Task requirements.
Pictures are to be left out, but please repeat each record exactly.

* * * * *

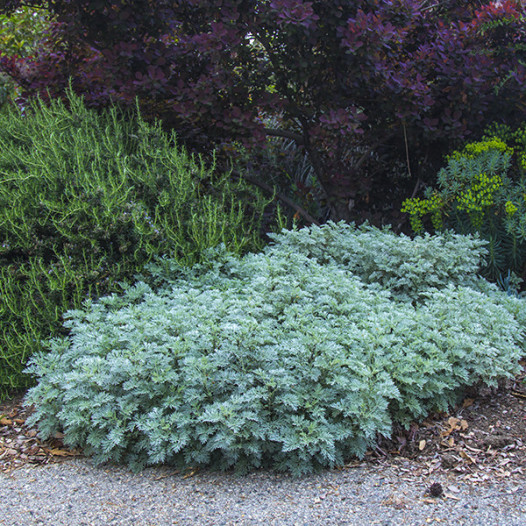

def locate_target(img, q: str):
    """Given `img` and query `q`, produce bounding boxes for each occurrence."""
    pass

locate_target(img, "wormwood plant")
[25,222,526,475]
[0,89,275,398]
[402,136,526,282]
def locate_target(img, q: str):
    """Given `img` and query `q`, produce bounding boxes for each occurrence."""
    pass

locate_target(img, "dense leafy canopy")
[1,1,525,219]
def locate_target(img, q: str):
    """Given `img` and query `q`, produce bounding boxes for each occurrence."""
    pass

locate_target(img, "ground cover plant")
[24,222,526,476]
[0,89,275,398]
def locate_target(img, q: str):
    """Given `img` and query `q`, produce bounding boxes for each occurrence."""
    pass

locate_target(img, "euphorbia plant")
[1,0,525,221]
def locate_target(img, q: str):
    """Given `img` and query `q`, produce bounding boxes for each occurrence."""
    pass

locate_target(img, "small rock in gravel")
[440,453,458,468]
[427,482,444,497]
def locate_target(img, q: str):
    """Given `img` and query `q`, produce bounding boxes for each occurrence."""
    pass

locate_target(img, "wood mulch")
[362,360,526,485]
[0,391,83,474]
[1,362,525,482]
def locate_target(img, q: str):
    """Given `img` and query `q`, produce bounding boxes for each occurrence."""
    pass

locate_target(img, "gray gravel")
[1,458,524,526]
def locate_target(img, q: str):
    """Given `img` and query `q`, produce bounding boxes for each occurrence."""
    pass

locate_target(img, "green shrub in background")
[25,222,526,475]
[0,89,277,398]
[0,6,52,109]
[402,134,526,284]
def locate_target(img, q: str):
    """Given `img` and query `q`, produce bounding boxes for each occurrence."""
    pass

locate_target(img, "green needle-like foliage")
[0,90,274,397]
[25,222,526,475]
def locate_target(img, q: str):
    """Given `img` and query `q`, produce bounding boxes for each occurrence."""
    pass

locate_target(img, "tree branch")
[232,170,320,226]
[353,131,398,172]
[264,128,304,144]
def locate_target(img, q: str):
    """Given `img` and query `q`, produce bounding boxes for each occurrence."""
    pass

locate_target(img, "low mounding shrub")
[25,222,526,475]
[0,89,275,397]
[265,222,489,301]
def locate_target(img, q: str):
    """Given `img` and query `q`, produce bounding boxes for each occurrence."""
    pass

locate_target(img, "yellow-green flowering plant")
[448,137,513,161]
[401,193,444,233]
[402,135,526,283]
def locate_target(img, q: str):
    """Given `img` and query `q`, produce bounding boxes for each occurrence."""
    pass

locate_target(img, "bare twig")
[264,128,304,144]
[402,121,412,179]
[410,178,423,199]
[233,170,320,226]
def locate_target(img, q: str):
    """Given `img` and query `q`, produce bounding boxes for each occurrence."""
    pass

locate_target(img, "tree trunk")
[323,179,357,222]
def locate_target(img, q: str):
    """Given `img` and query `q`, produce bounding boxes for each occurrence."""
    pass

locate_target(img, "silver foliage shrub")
[265,222,489,300]
[25,222,526,475]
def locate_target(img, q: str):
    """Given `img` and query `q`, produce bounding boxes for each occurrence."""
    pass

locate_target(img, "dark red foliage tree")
[1,0,525,221]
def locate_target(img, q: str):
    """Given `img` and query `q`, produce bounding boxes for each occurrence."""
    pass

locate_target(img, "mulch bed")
[1,362,525,482]
[0,392,83,474]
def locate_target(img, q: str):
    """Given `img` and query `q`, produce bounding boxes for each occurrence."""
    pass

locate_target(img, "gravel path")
[1,458,525,525]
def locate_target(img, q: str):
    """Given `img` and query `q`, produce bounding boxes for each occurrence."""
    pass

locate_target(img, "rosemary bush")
[0,90,273,397]
[25,222,526,475]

* * * * *

Written solution.
def locate_target(img, q: str):
    """Given `img` and query `q`, produce bounding boxes for each occurrence."""
    pass

locate_target(img, "wormwood plant")
[25,222,526,475]
[0,89,275,398]
[402,136,526,282]
def locate_target(img, q: str):
    """Given `img` and query `q`, produce bounding boxes for each occurrence."""
    pass

locate_target(img, "dense leafy canopy")
[1,1,525,219]
def locate_target(img, q: str):
    """Given `img` and query `q`, produce bounding boxes for each occurrence."""
    pass

locate_target(img, "ground cover plant")
[24,222,526,476]
[0,89,275,398]
def locate_target(img, q: str):
    """Given `img` and query `q`, produce bounding boxes for each occurrence."""
    pass

locate_target(img, "euphorbia plant")
[1,0,525,221]
def locate_target(img, q: str):
    """Given `img` and query `q`, produce bounding boxes for each occurrence."""
    pass

locate_target(img, "small rock in gravel")
[440,453,458,468]
[427,482,444,497]
def locate_target(img, q: str):
    """Given `img` and query `q`, produce bounding boxes for each occurrence."""
    pass

locate_target(img, "wood mulch")
[362,360,526,485]
[0,391,83,474]
[1,362,525,482]
def locate_target(img, q: str):
    """Given `img` and query `q`, produce bounding boxes for each occurrence."""
    pass

locate_target(img, "gray gravel")
[1,458,524,526]
def locate_target(img, q: str):
    """Given `img` and query `q`, produce bounding boxes for each occurrence."""
    pass

locate_target(img, "green shrub in background")
[25,222,526,475]
[0,89,277,398]
[0,6,52,109]
[402,134,526,284]
def locate_target(img, q: str):
    """Given `img` and query `q`, produce bounding boxes for each occurrence."""
    pass

locate_target(img, "green needle-like foliage")
[0,90,274,397]
[25,222,526,475]
def locate_target(img, q: str):
    """Given `img` and query `q`, produce bounding boxes for each occurrence."""
    pass

locate_target(img, "tree branch")
[232,170,320,226]
[353,131,398,172]
[264,128,304,144]
def locate_target(img, q: str):
    """Given `img` and query `q`, produce bounding boxes for each occurrence."""
    pass

locate_target(img, "low mounding shrub")
[25,222,526,475]
[0,89,275,397]
[265,222,489,301]
def locate_target(img, q: str):
    """Given `img` and query `q`, produce bounding boxes for each occurrence."""
    pass

locate_target(img, "yellow-green flowering plant")
[448,137,513,161]
[401,193,444,233]
[402,135,526,283]
def locate_target(img, q: str):
    """Given `img` and query `q`, produce bounding boxes for each occurrence."""
    pass

locate_target(img, "bare twig")
[264,128,304,144]
[402,121,412,179]
[410,178,423,199]
[233,170,320,226]
def locate_target(img, q: str):
    """Given `img` and query `q`, produce bounding boxes for each occurrence."""
    pass

locate_target(img, "tree trunk")
[323,179,357,222]
def locate_target(img, q: str):
    """Given `img` and query `q`, produce bounding boxes for each occurrence."""
    pass

locate_target(img, "silver foliage shrub")
[265,222,489,300]
[25,222,526,475]
def locate_target(img, q: str):
    """Given `img` and query `q`, produce bounding boxes for each occurrence."""
    pass

locate_target(img, "dark red foliage tree")
[1,0,525,221]
def locate_target(img, q: str):
    """Given `img` and query `q`, produce bounding boxes for each occurrence."""
    pass

locate_target(img, "mulch bed")
[1,362,525,482]
[0,392,83,474]
def locate_target(img, q: str):
    """Given `img` and query `q`, produce bounding boxes for each occurrence."""
    pass

locate_target(img, "gravel path")
[1,458,525,525]
def locate_target(img, q: str):
    """Given `img` and query `q`, produce bounding boxes for each occurrence."""
    pass

locate_target(img, "rosemary bush")
[0,90,273,397]
[25,222,526,475]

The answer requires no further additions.